Annotated coordinate records:
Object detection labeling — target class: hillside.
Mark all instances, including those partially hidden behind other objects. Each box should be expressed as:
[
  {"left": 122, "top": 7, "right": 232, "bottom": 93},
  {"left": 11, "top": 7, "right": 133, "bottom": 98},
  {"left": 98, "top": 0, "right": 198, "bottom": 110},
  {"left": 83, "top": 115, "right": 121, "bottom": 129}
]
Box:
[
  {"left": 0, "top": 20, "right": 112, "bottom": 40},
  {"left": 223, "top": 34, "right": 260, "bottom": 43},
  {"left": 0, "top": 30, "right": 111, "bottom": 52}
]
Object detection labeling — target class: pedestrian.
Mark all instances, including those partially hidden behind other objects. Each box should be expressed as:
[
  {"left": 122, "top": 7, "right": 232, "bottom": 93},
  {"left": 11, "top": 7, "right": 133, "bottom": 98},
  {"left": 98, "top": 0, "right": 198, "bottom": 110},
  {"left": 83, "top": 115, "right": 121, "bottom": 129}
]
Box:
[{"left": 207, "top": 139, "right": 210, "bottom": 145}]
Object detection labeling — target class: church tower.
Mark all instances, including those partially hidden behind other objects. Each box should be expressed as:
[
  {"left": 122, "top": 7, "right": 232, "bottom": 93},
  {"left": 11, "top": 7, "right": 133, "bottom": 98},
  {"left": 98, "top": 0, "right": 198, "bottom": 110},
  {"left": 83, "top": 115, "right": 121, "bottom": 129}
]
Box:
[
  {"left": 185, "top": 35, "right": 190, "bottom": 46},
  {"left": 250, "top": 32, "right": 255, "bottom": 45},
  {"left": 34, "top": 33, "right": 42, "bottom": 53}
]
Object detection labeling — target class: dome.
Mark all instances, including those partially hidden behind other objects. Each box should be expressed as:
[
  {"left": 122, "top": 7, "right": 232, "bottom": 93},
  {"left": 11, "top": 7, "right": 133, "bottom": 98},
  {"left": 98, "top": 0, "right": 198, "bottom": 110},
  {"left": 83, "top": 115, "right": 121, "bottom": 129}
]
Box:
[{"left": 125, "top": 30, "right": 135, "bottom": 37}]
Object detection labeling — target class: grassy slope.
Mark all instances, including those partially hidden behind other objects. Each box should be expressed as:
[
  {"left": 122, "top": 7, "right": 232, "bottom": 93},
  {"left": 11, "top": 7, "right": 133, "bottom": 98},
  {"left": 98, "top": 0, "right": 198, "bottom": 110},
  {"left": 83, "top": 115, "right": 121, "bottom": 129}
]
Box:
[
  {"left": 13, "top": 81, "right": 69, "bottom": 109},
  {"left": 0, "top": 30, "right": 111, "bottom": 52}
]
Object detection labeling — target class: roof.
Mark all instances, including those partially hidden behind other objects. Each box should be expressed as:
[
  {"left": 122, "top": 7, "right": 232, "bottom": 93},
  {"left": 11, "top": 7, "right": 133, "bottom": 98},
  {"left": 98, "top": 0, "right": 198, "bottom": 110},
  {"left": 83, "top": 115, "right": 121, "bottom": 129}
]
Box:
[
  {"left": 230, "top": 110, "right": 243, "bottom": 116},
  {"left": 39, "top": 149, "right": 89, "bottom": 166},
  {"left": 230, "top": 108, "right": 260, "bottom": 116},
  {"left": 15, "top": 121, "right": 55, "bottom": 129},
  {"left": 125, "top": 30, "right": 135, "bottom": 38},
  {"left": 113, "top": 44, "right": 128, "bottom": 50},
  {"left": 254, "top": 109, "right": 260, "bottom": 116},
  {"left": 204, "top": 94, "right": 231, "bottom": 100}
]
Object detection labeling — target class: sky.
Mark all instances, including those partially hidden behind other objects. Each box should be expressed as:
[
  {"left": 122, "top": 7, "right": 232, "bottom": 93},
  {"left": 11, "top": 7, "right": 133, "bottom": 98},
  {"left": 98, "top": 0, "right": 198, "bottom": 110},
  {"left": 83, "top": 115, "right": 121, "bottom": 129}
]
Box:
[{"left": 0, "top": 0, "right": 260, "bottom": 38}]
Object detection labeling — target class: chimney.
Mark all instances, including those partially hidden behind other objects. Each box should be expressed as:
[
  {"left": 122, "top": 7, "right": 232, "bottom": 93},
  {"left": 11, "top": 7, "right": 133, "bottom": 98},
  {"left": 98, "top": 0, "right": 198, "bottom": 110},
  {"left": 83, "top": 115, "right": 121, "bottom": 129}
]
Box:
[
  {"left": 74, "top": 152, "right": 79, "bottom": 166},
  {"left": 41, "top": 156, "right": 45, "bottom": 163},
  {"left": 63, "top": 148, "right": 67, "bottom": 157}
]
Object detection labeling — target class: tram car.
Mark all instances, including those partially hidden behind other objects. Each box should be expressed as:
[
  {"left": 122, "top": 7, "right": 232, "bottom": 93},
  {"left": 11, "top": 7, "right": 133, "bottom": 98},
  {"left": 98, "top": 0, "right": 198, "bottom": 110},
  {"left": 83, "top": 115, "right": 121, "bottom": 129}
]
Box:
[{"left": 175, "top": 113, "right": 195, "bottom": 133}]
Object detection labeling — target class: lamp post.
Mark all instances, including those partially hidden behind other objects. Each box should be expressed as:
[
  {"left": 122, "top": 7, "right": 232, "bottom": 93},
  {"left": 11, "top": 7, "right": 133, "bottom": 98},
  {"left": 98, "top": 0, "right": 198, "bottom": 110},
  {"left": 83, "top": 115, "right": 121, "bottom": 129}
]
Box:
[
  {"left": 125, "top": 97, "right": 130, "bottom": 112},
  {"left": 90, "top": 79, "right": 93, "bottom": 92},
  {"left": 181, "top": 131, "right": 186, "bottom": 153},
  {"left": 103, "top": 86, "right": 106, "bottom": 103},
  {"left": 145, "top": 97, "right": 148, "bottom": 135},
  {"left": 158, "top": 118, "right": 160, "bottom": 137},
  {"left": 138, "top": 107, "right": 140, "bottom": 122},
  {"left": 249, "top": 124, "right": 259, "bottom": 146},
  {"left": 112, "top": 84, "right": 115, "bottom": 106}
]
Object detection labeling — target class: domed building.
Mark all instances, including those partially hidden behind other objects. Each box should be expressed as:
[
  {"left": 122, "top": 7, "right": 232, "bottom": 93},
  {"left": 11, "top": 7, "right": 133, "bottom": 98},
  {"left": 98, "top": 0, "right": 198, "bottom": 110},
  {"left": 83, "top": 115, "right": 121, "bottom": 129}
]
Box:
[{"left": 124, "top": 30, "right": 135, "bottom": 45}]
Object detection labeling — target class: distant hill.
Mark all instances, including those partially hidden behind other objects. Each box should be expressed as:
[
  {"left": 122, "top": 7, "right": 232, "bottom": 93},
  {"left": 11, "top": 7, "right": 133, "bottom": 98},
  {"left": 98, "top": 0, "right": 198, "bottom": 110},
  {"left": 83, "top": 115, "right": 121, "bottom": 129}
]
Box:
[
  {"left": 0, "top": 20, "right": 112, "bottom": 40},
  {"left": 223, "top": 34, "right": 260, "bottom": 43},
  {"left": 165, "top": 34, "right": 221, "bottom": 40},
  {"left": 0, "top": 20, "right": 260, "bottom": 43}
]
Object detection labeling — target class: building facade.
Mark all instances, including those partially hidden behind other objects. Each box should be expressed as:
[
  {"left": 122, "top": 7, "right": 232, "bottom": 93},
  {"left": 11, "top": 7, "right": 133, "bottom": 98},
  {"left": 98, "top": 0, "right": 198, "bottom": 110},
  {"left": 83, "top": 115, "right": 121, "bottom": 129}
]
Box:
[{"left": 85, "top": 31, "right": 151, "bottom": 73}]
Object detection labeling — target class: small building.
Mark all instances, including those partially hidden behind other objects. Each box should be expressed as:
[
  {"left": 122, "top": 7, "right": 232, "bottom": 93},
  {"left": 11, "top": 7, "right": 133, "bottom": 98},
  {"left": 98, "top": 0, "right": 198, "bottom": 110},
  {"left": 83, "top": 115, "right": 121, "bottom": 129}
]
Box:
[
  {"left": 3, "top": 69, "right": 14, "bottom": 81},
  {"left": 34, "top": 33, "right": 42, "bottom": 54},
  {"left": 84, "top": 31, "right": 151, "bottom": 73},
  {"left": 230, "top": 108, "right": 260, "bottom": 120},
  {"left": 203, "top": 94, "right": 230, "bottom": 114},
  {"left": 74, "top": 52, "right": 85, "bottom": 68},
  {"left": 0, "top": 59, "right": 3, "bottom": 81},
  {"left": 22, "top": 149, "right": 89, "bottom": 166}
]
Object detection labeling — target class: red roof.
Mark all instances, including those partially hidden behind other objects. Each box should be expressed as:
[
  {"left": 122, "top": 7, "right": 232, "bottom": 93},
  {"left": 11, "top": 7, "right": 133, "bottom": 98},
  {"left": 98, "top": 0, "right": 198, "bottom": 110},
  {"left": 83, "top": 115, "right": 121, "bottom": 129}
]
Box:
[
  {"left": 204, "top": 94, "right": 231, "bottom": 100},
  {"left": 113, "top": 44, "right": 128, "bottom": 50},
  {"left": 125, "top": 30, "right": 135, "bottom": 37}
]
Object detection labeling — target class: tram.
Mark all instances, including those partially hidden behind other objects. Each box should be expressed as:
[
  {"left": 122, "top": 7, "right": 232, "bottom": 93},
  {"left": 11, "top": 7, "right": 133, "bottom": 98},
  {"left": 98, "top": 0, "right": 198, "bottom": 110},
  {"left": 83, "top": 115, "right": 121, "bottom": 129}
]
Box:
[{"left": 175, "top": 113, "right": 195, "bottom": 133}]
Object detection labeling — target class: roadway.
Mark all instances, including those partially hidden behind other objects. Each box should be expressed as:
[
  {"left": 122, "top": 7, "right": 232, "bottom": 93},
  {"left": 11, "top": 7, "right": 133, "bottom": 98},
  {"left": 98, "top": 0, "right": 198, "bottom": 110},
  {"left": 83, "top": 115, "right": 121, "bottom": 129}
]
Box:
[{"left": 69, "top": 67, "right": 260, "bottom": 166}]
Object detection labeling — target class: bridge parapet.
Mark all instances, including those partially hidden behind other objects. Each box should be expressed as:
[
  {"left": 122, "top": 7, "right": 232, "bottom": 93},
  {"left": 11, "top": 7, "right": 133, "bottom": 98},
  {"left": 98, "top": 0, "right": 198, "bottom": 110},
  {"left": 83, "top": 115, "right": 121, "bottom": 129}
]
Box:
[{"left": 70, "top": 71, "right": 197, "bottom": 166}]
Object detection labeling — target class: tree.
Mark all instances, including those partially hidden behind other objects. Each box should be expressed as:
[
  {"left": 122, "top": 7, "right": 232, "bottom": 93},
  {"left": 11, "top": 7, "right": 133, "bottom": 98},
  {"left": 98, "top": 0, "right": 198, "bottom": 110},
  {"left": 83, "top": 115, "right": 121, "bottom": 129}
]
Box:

- _Required work_
Show every line of the material above that contains the string "roof", treating uppercase and lowercase letters as different.

- _Solved problem_
Object detection labeling — target class: roof.
Object detection labeling — target class: red roof.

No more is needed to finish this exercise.